TASK TO CARRY OUT - Identify every line in the records below that contains the word "license", and copy each of those lines in full.

Pointing dataset records

________________

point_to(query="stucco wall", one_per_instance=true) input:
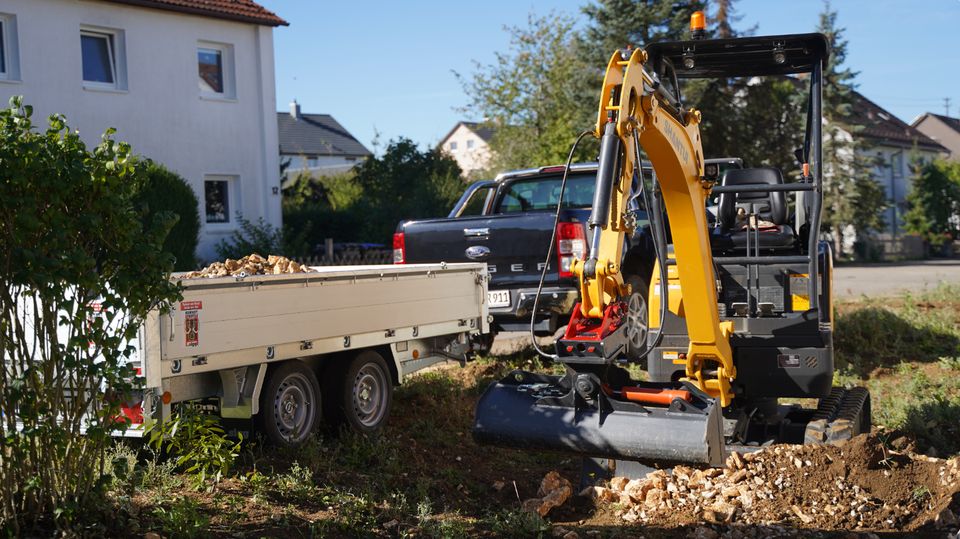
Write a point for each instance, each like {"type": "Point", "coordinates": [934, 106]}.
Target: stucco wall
{"type": "Point", "coordinates": [469, 159]}
{"type": "Point", "coordinates": [161, 112]}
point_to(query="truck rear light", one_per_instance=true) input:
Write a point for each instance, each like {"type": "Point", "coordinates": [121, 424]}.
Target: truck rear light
{"type": "Point", "coordinates": [399, 248]}
{"type": "Point", "coordinates": [571, 243]}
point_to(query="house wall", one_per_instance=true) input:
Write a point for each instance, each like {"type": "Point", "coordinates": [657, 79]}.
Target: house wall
{"type": "Point", "coordinates": [469, 159]}
{"type": "Point", "coordinates": [892, 170]}
{"type": "Point", "coordinates": [936, 129]}
{"type": "Point", "coordinates": [161, 111]}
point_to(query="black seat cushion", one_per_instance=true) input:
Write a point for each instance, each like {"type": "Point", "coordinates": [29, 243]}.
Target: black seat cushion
{"type": "Point", "coordinates": [768, 206]}
{"type": "Point", "coordinates": [778, 239]}
{"type": "Point", "coordinates": [730, 234]}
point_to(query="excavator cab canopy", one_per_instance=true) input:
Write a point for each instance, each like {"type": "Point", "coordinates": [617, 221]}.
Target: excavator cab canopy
{"type": "Point", "coordinates": [743, 56]}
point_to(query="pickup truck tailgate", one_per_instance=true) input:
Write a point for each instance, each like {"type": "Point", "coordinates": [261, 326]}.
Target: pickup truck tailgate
{"type": "Point", "coordinates": [513, 246]}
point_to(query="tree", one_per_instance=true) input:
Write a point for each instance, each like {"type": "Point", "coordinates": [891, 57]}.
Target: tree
{"type": "Point", "coordinates": [165, 191]}
{"type": "Point", "coordinates": [852, 199]}
{"type": "Point", "coordinates": [934, 202]}
{"type": "Point", "coordinates": [79, 270]}
{"type": "Point", "coordinates": [403, 183]}
{"type": "Point", "coordinates": [529, 98]}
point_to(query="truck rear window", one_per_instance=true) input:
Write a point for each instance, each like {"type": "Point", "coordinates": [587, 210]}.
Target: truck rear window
{"type": "Point", "coordinates": [543, 193]}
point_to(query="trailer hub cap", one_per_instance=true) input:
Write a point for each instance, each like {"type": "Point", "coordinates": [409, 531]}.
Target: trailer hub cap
{"type": "Point", "coordinates": [369, 394]}
{"type": "Point", "coordinates": [294, 406]}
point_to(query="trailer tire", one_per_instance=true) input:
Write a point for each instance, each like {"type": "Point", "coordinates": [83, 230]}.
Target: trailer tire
{"type": "Point", "coordinates": [290, 406]}
{"type": "Point", "coordinates": [360, 394]}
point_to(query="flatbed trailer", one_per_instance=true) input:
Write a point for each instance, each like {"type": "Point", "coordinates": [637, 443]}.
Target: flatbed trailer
{"type": "Point", "coordinates": [287, 350]}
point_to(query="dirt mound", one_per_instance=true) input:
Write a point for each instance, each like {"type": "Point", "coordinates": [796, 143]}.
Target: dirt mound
{"type": "Point", "coordinates": [249, 265]}
{"type": "Point", "coordinates": [858, 484]}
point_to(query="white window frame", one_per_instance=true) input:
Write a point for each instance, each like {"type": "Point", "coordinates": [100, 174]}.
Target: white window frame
{"type": "Point", "coordinates": [229, 92]}
{"type": "Point", "coordinates": [233, 201]}
{"type": "Point", "coordinates": [11, 51]}
{"type": "Point", "coordinates": [117, 51]}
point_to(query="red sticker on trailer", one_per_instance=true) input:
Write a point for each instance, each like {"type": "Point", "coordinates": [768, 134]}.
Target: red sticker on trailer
{"type": "Point", "coordinates": [191, 328]}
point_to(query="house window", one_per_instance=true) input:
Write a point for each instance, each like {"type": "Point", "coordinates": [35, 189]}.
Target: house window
{"type": "Point", "coordinates": [220, 199]}
{"type": "Point", "coordinates": [211, 70]}
{"type": "Point", "coordinates": [102, 55]}
{"type": "Point", "coordinates": [215, 70]}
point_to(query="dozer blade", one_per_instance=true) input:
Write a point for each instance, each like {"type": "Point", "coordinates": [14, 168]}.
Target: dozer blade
{"type": "Point", "coordinates": [532, 411]}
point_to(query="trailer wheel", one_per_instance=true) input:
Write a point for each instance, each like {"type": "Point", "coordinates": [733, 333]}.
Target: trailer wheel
{"type": "Point", "coordinates": [290, 404]}
{"type": "Point", "coordinates": [637, 320]}
{"type": "Point", "coordinates": [362, 393]}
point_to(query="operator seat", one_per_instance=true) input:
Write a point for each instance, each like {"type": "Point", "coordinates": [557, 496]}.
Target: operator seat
{"type": "Point", "coordinates": [730, 234]}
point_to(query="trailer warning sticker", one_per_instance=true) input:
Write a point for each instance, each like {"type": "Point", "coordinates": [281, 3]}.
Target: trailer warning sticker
{"type": "Point", "coordinates": [191, 305]}
{"type": "Point", "coordinates": [191, 322]}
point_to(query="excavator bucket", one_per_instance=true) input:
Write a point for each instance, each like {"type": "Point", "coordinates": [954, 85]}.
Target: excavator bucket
{"type": "Point", "coordinates": [533, 411]}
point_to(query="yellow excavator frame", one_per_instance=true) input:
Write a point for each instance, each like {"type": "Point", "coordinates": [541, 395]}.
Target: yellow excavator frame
{"type": "Point", "coordinates": [673, 147]}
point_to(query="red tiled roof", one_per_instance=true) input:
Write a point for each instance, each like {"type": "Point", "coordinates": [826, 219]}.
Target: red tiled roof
{"type": "Point", "coordinates": [881, 126]}
{"type": "Point", "coordinates": [234, 10]}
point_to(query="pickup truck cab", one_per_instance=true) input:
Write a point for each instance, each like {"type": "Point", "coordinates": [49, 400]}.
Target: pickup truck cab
{"type": "Point", "coordinates": [507, 223]}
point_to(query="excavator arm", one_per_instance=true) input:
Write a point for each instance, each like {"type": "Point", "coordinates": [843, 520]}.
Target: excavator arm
{"type": "Point", "coordinates": [634, 112]}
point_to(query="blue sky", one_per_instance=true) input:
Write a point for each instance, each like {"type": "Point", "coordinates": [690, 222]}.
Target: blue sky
{"type": "Point", "coordinates": [387, 66]}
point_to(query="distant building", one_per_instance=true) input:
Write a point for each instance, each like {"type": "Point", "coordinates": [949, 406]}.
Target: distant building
{"type": "Point", "coordinates": [891, 144]}
{"type": "Point", "coordinates": [469, 144]}
{"type": "Point", "coordinates": [188, 83]}
{"type": "Point", "coordinates": [943, 129]}
{"type": "Point", "coordinates": [316, 144]}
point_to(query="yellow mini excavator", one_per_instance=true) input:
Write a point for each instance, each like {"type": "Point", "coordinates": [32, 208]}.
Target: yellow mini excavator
{"type": "Point", "coordinates": [739, 300]}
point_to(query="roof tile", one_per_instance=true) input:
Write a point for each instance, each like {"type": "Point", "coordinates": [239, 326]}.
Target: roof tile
{"type": "Point", "coordinates": [236, 10]}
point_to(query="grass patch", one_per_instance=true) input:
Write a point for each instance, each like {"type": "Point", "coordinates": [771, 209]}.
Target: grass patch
{"type": "Point", "coordinates": [907, 352]}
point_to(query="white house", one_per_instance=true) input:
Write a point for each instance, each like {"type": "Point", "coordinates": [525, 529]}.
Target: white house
{"type": "Point", "coordinates": [188, 83]}
{"type": "Point", "coordinates": [469, 144]}
{"type": "Point", "coordinates": [891, 144]}
{"type": "Point", "coordinates": [316, 144]}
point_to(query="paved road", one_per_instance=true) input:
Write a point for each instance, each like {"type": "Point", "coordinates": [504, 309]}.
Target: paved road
{"type": "Point", "coordinates": [851, 281]}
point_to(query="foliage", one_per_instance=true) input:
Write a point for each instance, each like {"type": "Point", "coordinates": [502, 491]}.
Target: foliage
{"type": "Point", "coordinates": [528, 95]}
{"type": "Point", "coordinates": [403, 183]}
{"type": "Point", "coordinates": [260, 237]}
{"type": "Point", "coordinates": [79, 273]}
{"type": "Point", "coordinates": [165, 191]}
{"type": "Point", "coordinates": [183, 519]}
{"type": "Point", "coordinates": [199, 444]}
{"type": "Point", "coordinates": [935, 203]}
{"type": "Point", "coordinates": [851, 197]}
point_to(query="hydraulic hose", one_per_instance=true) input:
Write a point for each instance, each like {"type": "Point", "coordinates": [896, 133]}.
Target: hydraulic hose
{"type": "Point", "coordinates": [553, 240]}
{"type": "Point", "coordinates": [656, 226]}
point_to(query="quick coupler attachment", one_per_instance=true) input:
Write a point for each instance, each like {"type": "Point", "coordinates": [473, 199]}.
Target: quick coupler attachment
{"type": "Point", "coordinates": [663, 422]}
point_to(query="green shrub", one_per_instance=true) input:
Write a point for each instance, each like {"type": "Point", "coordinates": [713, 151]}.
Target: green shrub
{"type": "Point", "coordinates": [199, 444]}
{"type": "Point", "coordinates": [261, 238]}
{"type": "Point", "coordinates": [165, 191]}
{"type": "Point", "coordinates": [80, 273]}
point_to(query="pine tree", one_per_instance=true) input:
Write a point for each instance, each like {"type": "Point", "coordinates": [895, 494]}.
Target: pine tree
{"type": "Point", "coordinates": [852, 200]}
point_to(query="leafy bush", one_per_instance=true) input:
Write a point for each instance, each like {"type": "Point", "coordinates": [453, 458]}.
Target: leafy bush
{"type": "Point", "coordinates": [165, 191]}
{"type": "Point", "coordinates": [935, 203]}
{"type": "Point", "coordinates": [260, 237]}
{"type": "Point", "coordinates": [366, 205]}
{"type": "Point", "coordinates": [80, 273]}
{"type": "Point", "coordinates": [199, 444]}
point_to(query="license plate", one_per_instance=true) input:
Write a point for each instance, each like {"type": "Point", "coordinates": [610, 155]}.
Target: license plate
{"type": "Point", "coordinates": [498, 298]}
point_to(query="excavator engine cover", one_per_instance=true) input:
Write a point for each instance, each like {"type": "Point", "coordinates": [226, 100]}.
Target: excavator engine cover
{"type": "Point", "coordinates": [574, 414]}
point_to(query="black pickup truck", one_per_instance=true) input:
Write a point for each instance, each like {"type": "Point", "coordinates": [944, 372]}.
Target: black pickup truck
{"type": "Point", "coordinates": [507, 223]}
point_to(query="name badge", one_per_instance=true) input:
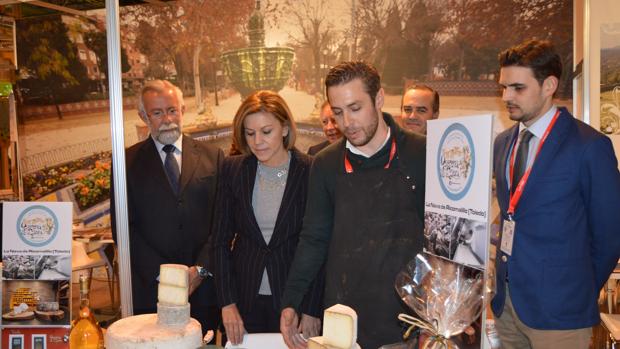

________________

RESPONSE TO THE EXERCISE -
point_to(query="license plate", one_per_instance=true) input:
Target: license plate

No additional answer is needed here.